> **SOURCE RECORDS**
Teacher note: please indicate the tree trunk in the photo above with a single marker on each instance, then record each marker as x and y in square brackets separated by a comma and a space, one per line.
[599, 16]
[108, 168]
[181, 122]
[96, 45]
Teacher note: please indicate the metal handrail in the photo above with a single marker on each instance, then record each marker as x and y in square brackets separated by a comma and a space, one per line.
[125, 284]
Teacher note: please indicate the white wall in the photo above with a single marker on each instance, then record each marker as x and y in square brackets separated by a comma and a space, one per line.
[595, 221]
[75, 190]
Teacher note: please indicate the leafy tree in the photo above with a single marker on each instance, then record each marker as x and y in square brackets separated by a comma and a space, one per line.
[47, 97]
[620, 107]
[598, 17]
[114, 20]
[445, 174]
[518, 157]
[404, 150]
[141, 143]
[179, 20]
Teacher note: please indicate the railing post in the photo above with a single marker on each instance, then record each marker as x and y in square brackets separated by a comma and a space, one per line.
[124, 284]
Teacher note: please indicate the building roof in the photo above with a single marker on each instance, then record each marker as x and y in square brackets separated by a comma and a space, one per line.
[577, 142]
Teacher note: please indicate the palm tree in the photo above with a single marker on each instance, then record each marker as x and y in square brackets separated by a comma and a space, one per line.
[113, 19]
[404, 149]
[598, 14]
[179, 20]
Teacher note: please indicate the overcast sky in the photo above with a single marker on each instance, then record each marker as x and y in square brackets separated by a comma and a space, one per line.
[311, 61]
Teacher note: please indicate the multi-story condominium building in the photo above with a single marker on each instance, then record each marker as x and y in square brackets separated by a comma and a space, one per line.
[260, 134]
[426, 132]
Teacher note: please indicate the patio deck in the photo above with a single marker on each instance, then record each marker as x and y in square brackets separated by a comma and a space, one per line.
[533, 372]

> **ACTIVITY**
The task calls for every line of the material to be reproduced precisely.

> **YOUR RESPONSE**
Teacher note: please indicate the tree trunk in the photo above with a single marker on each instance, then record each marker as x and y in square brackets separated by a comma and a space, one per line.
[599, 16]
[108, 168]
[181, 122]
[96, 45]
Teacher note: please indicate the metal handrail in the photo above with a single marker on each instance, then record each marker as x and y in square brackets separated by a comma and a space, one per line.
[125, 284]
Teacher note: please indicate the white wall in the photo above with a single marker on each instance, then record each marker as x and y in square brackets separated by a comma and a space, one per line.
[595, 221]
[75, 190]
Teacher note: please indicate the leafy tree in the photo above with a single marker on each instance, then record each marker as x and y in square brackets separated by a comma and a space, one per line.
[47, 97]
[620, 107]
[598, 17]
[114, 20]
[445, 174]
[518, 157]
[404, 150]
[141, 143]
[179, 20]
Teacher note: please indicate the railing post in the photo above with a single marker on each instance, then record each marker as x and y in square brackets separated by a comma and a space, one per line.
[124, 284]
Teacher note: please indicate the building roof in the photo above with a single marker on each instance, then record each marker as x and y in square brackets separated by a comma and a space, one per line.
[577, 142]
Teacher note: please indicate the palm tree in the photo above with a single marker on each instance, then record each marker as x and y in square brackets separated by a comma and a space, one per line.
[113, 19]
[404, 149]
[598, 14]
[179, 20]
Teacher note: please indicate the overcast sky in the photo above with a single marker on each instance, then record each marker as x and y in square brackets separated by a comma and a space, one per line.
[311, 61]
Teacher note: please indicate the multi-story condominium building in the photo above with a single marker on each instance, then record each marker as x and y in square brackets separated by a comma and a space, one per line.
[260, 134]
[426, 132]
Teacher note: please indicate the patio deck in the photo above with a single marker on each instance, then record each marker as x and y in square brackets separated by a comma and a space, one per line.
[533, 372]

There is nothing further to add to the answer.